An exact copy of every record is needed.

--

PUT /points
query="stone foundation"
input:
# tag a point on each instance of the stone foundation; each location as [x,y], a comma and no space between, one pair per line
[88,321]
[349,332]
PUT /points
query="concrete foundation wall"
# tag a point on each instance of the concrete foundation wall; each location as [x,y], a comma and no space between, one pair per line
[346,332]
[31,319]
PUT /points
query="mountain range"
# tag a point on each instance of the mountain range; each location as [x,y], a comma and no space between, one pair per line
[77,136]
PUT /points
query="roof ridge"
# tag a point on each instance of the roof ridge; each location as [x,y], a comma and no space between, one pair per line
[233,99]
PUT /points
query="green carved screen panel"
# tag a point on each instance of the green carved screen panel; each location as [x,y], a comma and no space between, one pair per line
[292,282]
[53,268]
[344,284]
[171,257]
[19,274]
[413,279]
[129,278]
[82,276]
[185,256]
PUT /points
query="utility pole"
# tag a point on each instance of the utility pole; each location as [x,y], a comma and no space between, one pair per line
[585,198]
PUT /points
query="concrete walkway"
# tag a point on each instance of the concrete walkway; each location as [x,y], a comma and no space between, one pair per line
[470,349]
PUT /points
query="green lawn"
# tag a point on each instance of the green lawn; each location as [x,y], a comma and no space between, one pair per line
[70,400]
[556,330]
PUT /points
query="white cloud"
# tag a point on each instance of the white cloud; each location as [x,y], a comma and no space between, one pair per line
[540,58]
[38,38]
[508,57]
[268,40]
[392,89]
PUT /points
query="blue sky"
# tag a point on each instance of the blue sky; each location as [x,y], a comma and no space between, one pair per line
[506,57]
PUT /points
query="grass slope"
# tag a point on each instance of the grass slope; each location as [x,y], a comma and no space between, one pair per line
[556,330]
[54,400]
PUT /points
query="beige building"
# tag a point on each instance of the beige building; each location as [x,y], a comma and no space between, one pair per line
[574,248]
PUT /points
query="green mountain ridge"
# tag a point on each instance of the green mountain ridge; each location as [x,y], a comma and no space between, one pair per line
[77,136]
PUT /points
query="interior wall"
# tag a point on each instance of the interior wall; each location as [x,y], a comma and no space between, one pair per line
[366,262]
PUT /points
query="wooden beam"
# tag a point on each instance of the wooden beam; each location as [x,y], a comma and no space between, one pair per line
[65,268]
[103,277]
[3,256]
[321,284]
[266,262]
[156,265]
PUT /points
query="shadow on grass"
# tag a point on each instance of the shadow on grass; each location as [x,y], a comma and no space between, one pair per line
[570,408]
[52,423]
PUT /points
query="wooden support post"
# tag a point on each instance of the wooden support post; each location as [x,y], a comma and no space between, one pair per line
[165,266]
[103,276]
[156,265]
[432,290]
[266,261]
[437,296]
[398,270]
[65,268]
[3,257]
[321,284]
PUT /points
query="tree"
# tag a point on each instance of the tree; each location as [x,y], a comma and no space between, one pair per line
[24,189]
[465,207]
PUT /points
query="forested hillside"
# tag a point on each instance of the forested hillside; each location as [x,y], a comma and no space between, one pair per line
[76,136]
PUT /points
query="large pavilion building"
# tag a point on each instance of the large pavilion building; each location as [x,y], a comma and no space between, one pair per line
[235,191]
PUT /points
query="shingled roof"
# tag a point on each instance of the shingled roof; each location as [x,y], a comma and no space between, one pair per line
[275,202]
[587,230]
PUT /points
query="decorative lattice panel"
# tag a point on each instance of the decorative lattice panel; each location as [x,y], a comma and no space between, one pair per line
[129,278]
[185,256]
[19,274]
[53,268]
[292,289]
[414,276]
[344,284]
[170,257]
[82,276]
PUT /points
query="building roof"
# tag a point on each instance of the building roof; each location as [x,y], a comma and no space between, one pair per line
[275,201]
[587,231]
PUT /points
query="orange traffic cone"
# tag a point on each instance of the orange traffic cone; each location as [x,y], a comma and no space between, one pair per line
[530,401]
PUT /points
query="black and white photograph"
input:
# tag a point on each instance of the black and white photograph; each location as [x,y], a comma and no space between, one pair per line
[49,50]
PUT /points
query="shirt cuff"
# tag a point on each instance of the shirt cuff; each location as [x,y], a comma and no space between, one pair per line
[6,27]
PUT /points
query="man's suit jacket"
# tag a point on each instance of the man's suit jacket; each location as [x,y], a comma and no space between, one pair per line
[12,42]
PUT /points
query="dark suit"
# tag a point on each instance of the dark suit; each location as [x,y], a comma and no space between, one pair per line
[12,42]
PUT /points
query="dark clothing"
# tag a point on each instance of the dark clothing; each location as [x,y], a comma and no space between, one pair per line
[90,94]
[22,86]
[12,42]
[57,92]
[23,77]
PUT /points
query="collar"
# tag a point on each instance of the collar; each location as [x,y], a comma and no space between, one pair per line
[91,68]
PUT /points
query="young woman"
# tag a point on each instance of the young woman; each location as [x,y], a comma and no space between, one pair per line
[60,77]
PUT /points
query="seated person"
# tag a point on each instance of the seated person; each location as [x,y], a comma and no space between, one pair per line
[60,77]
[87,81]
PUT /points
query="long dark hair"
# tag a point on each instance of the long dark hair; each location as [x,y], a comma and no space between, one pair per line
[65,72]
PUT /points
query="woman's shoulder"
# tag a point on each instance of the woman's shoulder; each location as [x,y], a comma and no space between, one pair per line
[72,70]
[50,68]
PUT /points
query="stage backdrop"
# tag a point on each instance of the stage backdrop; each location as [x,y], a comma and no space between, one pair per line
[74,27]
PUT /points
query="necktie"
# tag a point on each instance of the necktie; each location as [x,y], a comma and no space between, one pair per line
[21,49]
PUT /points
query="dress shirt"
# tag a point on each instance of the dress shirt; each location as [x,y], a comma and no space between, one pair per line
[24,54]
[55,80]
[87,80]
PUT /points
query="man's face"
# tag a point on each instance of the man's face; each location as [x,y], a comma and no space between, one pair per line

--

*The result:*
PUT /points
query="stone foundation"
input:
# tag a point on each instance of the stone foundation; each location as [x,y], a comma and no space between, one pair per line
[88,321]
[349,332]
PUT /points
query="concrete foundation wall"
# tag a point on each instance of the concrete foundation wall; each location as [x,y], a comma and no space between, one pair per line
[346,332]
[31,319]
PUT /points
query="mountain range"
# tag a point on each instance of the mountain range; each location as [x,y], a comma and no space between, one pair per line
[77,136]
PUT /points
query="roof ridge"
# tag a point on each instance of the roof ridge; each location as [x,y], a comma and no space between, one pair per line
[233,99]
PUT /points
query="green carved screen panel"
# tag a point on each instance of the green carved screen panel; each location as [x,y], a comma and no space between, one pair per line
[292,282]
[53,268]
[344,284]
[171,257]
[19,274]
[413,279]
[129,278]
[82,276]
[185,256]
PUT /points
query="utility pole"
# tag a point on each instance of the utility pole; each location as [x,y], a comma and no space between, one pair per line
[585,198]
PUT /points
query="concrete walkway"
# tag a point on each instance of the concrete walkway; each location as [x,y], a comma and no space between, one pair per line
[470,349]
PUT /points
query="green lawn"
# tag a point on each instance of the green lawn; each location as [x,y], a comma and no space between, one pair per line
[70,400]
[556,330]
PUT /points
query="white cloud"
# tag a point on each instance of the white cloud; each location as [x,y], a comma and no space between, one pair per line
[540,58]
[38,38]
[508,57]
[268,40]
[392,89]
PUT /points
query="blue sky"
# tag a point on each instance of the blue sky; each location as [x,y], a comma and no space between, one pair per line
[506,57]
PUT /points
query="grass slope"
# tag a point on each instance of the grass slope; each location as [x,y], a comma and no space between, one pair per line
[556,330]
[54,400]
PUT /points
query="beige building"
# tag a point on each instance of the beige building; each location as [x,y], a comma and no space between, one pair per line
[574,248]
PUT /points
query="green mountain ridge"
# tag a point on each instance of the green mountain ridge; each location as [x,y], a comma and no space between, one pair per line
[77,136]
PUT /points
query="interior wall"
# tag a point on each instance of the interior wall; each location as [x,y], a comma and no space between, one pair per line
[366,262]
PUT /points
query="wooden beam"
# tag a point on each instance of the wooden beam; each location as [x,y], a comma and no space between, one pair per line
[65,268]
[103,277]
[3,256]
[321,284]
[266,262]
[156,265]
PUT /points
query="shadow on grass"
# tag a point on each instance of the shadow on grass; each location as [x,y], a comma and no space between, one pair per line
[570,408]
[52,423]
PUT /points
query="wooden support post"
# tag a point on each instance of the wooden support post; each location as [x,y], a comma and no space between, one pair per line
[165,266]
[103,276]
[156,265]
[432,290]
[266,261]
[437,296]
[398,270]
[65,268]
[3,257]
[321,284]
PUT /points
query="tree"
# tag a point on each instance of the tree; each location as [x,y], a comma and no space between, one pair per line
[24,189]
[465,207]
PUT /points
query="forested hillside"
# tag a point on each instance of the forested hillside; each location as [x,y], a comma and no space between, one pair per line
[76,136]
PUT /points
query="large pavilion building"
# tag a point on each instance of the large pavilion building; each location as [x,y], a comma and no space between, one pair per line
[235,191]
PUT /points
query="shingled roof"
# tag a point on each instance of the shingled roof; each location as [x,y], a comma and no space between, one pair per line
[275,202]
[587,230]
PUT /points
query="decorative lattice panel"
# tag a point on each instance of the decorative lattice panel; each location as [x,y], a comma and no space between, one pair per line
[129,278]
[185,256]
[19,274]
[53,268]
[292,289]
[414,276]
[344,284]
[170,257]
[82,276]
PUT /points
query="building roof"
# tag a point on each instance of the building roof; each location as [x,y], a comma and no space between, one pair per line
[275,201]
[587,231]
PUT /points
query="orange traffic cone"
# tag a point on each instance of the orange traffic cone; each location as [x,y], a comma and no space between, one pair per line
[530,401]
PUT /points
query="black and white photograph"
input:
# tag a point on each instance of the black and white photograph; each location as [x,y], a comma and no space between, one pair per line
[49,50]
PUT /points
query="shirt cuff"
# tag a point on each instance of the shirt cuff; each location as [x,y], a comma and no space between, one pair per line
[6,27]
PUT /points
query="man's suit jacket"
# tag a point on each instance of the man's suit jacket; each location as [x,y], a comma and no space between, one pair per line
[12,42]
PUT /points
query="dark suit"
# tag a point on each instance of the dark suit; each location as [x,y], a comma and no space between, one pair per line
[12,42]
PUT /points
query="dark clothing"
# tag a point on each instance of the dark clothing; each location as [x,y], a comma and no space between, one pair per line
[90,94]
[22,86]
[12,42]
[57,92]
[23,77]
PUT /points
query="collar"
# tag a point on each instance of the collar; each location as [x,y], a comma and no space between, one pair per line
[91,68]
PUT /points
query="young woman"
# tag a point on each instance of the young woman; each location as [x,y], a comma and no space between, one pair per line
[60,77]
PUT /points
query="seated person"
# tag a point on each instance of the seated person; each location as [x,y], a comma and no space between, one pair per line
[60,77]
[87,81]
PUT /points
query="long dark hair"
# tag a point on each instance of the long dark hair; each location as [x,y], a comma and no space between, one pair per line
[65,72]
PUT /points
query="woman's shoulder"
# tag a point on each instance of the woman's shoulder; each location as [x,y], a comma and no space between, one pair per line
[72,70]
[50,68]
PUT /points
query="stage backdrop"
# tag a point on each instance of the stage backdrop; each location as [x,y], a comma and no space between, one pair per line
[74,27]
PUT /points
query="necktie"
# tag a point on each instance of the necktie; each location as [x,y], a comma and no space between, one pair per line
[21,49]
PUT /points
query="dress shirt"
# tag a point on each instance of the dress shirt; each location as [x,y], a comma and no space between, one pair per line
[24,54]
[55,80]
[87,80]
PUT /points
query="man's face"
# tag a point on each instance of the man's face; each location as [x,y], a comma and no space between, one pair per line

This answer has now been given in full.